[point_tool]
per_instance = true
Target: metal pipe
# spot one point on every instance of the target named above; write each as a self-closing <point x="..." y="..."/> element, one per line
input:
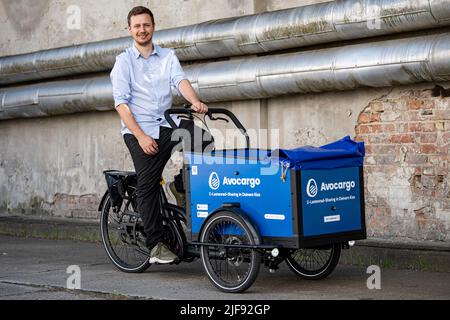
<point x="265" y="32"/>
<point x="378" y="64"/>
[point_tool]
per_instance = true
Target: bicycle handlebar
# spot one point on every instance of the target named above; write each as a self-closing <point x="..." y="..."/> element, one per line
<point x="188" y="111"/>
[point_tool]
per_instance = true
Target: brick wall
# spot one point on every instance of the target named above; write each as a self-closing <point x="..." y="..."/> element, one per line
<point x="407" y="165"/>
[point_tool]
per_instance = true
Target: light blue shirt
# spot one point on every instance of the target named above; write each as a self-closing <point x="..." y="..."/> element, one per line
<point x="145" y="86"/>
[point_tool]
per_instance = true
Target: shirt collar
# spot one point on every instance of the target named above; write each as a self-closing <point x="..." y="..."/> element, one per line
<point x="137" y="54"/>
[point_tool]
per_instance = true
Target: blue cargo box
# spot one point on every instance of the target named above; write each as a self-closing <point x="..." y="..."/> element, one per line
<point x="291" y="201"/>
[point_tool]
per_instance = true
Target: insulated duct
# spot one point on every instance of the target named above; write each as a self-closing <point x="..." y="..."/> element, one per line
<point x="379" y="64"/>
<point x="265" y="32"/>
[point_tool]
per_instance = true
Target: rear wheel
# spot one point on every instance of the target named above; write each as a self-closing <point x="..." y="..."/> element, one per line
<point x="123" y="238"/>
<point x="314" y="263"/>
<point x="230" y="269"/>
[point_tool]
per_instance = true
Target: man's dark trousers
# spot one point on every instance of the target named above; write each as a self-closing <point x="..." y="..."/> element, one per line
<point x="149" y="171"/>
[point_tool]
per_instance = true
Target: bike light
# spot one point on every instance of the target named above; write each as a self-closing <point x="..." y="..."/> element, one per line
<point x="275" y="252"/>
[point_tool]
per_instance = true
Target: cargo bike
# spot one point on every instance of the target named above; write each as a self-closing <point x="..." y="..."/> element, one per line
<point x="244" y="208"/>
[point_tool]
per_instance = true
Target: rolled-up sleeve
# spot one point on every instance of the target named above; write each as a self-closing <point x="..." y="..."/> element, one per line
<point x="121" y="83"/>
<point x="176" y="74"/>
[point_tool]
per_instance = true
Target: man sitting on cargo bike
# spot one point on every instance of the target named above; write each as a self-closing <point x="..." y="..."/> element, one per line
<point x="236" y="218"/>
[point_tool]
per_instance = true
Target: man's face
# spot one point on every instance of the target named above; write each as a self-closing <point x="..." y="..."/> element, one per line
<point x="141" y="29"/>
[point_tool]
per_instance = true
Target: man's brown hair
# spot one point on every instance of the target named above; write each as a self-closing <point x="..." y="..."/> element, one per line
<point x="139" y="10"/>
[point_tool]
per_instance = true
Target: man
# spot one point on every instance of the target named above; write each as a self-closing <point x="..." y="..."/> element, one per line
<point x="142" y="78"/>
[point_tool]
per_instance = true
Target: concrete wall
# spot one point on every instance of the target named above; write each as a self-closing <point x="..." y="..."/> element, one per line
<point x="54" y="165"/>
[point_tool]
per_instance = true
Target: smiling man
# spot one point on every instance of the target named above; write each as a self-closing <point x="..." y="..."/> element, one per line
<point x="142" y="79"/>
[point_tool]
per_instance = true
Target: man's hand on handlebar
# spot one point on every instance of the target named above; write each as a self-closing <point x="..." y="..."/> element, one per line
<point x="200" y="107"/>
<point x="148" y="145"/>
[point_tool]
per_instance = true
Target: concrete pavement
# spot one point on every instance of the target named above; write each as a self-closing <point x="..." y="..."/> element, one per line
<point x="36" y="269"/>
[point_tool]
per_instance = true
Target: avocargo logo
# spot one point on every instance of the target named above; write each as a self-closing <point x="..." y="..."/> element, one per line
<point x="214" y="181"/>
<point x="312" y="187"/>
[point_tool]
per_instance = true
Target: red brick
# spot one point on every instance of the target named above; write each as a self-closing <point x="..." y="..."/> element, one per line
<point x="388" y="128"/>
<point x="363" y="129"/>
<point x="415" y="127"/>
<point x="364" y="118"/>
<point x="427" y="137"/>
<point x="429" y="127"/>
<point x="402" y="138"/>
<point x="375" y="117"/>
<point x="414" y="104"/>
<point x="401" y="127"/>
<point x="414" y="158"/>
<point x="376" y="128"/>
<point x="428" y="149"/>
<point x="442" y="114"/>
<point x="384" y="149"/>
<point x="362" y="138"/>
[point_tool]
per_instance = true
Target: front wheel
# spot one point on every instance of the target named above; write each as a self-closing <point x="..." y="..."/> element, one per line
<point x="230" y="269"/>
<point x="314" y="263"/>
<point x="123" y="238"/>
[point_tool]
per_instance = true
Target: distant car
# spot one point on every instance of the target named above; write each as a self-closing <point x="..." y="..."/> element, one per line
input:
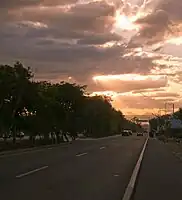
<point x="126" y="133"/>
<point x="20" y="135"/>
<point x="139" y="134"/>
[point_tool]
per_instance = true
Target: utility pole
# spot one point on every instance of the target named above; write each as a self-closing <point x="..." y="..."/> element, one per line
<point x="173" y="108"/>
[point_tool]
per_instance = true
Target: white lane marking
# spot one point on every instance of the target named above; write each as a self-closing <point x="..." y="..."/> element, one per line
<point x="116" y="175"/>
<point x="131" y="185"/>
<point x="82" y="154"/>
<point x="31" y="172"/>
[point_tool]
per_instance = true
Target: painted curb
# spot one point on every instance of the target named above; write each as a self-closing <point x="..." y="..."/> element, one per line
<point x="131" y="185"/>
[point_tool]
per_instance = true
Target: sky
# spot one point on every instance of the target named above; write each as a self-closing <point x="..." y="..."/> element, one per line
<point x="128" y="49"/>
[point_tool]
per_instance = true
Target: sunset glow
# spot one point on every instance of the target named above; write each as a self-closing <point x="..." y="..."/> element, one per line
<point x="120" y="48"/>
<point x="126" y="77"/>
<point x="124" y="22"/>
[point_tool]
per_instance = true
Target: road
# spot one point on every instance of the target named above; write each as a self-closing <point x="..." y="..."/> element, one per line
<point x="85" y="170"/>
<point x="160" y="176"/>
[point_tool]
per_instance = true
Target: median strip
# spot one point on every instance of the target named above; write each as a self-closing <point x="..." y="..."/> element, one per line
<point x="131" y="185"/>
<point x="31" y="172"/>
<point x="82" y="154"/>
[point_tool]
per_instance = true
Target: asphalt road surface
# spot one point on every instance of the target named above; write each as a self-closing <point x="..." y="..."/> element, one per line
<point x="85" y="170"/>
<point x="160" y="177"/>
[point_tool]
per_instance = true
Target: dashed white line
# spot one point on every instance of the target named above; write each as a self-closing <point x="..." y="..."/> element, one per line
<point x="31" y="172"/>
<point x="131" y="185"/>
<point x="82" y="154"/>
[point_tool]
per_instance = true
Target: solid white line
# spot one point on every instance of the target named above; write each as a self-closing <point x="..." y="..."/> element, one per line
<point x="131" y="185"/>
<point x="31" y="172"/>
<point x="82" y="154"/>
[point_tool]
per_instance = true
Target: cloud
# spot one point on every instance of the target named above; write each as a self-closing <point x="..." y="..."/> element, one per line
<point x="79" y="39"/>
<point x="162" y="22"/>
<point x="124" y="85"/>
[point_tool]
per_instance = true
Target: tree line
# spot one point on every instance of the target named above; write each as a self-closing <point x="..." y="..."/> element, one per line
<point x="161" y="124"/>
<point x="53" y="110"/>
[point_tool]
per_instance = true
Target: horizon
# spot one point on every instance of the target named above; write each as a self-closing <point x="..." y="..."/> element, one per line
<point x="129" y="50"/>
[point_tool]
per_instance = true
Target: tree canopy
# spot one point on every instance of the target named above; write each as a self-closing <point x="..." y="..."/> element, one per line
<point x="56" y="109"/>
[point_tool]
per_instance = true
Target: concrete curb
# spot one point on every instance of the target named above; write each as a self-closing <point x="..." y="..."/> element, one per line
<point x="132" y="183"/>
<point x="28" y="150"/>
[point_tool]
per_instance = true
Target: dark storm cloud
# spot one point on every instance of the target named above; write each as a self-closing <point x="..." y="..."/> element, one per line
<point x="164" y="21"/>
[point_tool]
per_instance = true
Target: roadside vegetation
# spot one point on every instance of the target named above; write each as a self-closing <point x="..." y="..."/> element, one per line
<point x="49" y="113"/>
<point x="161" y="126"/>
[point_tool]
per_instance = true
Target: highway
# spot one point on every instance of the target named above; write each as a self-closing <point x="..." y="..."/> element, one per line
<point x="85" y="170"/>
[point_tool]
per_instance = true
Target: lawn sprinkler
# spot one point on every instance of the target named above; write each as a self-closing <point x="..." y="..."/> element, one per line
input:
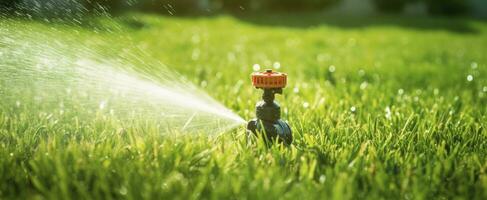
<point x="268" y="112"/>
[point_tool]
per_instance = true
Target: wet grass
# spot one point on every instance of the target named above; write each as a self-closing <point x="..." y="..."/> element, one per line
<point x="380" y="111"/>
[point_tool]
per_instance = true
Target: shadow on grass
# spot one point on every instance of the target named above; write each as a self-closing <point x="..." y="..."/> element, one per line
<point x="310" y="20"/>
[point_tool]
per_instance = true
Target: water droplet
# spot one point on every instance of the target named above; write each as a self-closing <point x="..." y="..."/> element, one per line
<point x="276" y="65"/>
<point x="331" y="68"/>
<point x="256" y="67"/>
<point x="363" y="85"/>
<point x="474" y="65"/>
<point x="353" y="109"/>
<point x="400" y="91"/>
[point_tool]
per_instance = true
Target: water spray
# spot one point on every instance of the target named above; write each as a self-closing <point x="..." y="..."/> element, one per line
<point x="268" y="112"/>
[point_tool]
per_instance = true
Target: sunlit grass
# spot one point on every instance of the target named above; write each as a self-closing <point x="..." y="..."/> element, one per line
<point x="379" y="111"/>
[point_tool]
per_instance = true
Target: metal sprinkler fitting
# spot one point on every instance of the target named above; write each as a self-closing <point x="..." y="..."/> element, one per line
<point x="268" y="112"/>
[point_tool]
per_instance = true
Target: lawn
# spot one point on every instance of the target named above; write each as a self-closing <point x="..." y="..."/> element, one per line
<point x="380" y="107"/>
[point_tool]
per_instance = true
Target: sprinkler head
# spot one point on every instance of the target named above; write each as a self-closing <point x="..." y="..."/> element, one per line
<point x="268" y="112"/>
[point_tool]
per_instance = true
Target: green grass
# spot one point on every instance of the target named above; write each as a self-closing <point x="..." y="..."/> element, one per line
<point x="432" y="143"/>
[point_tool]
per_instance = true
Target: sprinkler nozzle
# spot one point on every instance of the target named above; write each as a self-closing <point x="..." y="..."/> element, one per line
<point x="268" y="112"/>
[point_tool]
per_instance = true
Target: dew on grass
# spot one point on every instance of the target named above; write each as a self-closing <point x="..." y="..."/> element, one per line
<point x="276" y="65"/>
<point x="353" y="109"/>
<point x="256" y="67"/>
<point x="361" y="72"/>
<point x="196" y="54"/>
<point x="400" y="91"/>
<point x="322" y="178"/>
<point x="363" y="85"/>
<point x="296" y="89"/>
<point x="102" y="105"/>
<point x="436" y="91"/>
<point x="388" y="112"/>
<point x="474" y="65"/>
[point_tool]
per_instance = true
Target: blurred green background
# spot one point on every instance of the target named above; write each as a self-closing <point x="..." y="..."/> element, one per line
<point x="184" y="7"/>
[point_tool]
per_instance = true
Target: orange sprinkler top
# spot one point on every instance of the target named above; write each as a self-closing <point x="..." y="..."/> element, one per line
<point x="269" y="79"/>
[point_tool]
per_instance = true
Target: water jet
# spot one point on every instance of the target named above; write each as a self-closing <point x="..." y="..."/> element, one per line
<point x="268" y="122"/>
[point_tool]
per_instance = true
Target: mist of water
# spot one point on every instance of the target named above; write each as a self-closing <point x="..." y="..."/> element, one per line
<point x="51" y="71"/>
______________________________
:: Goal of the exercise ::
Return every line above that contains the word "wall". Case must match.

:: The result ::
Target: brick wall
Target: concrete wall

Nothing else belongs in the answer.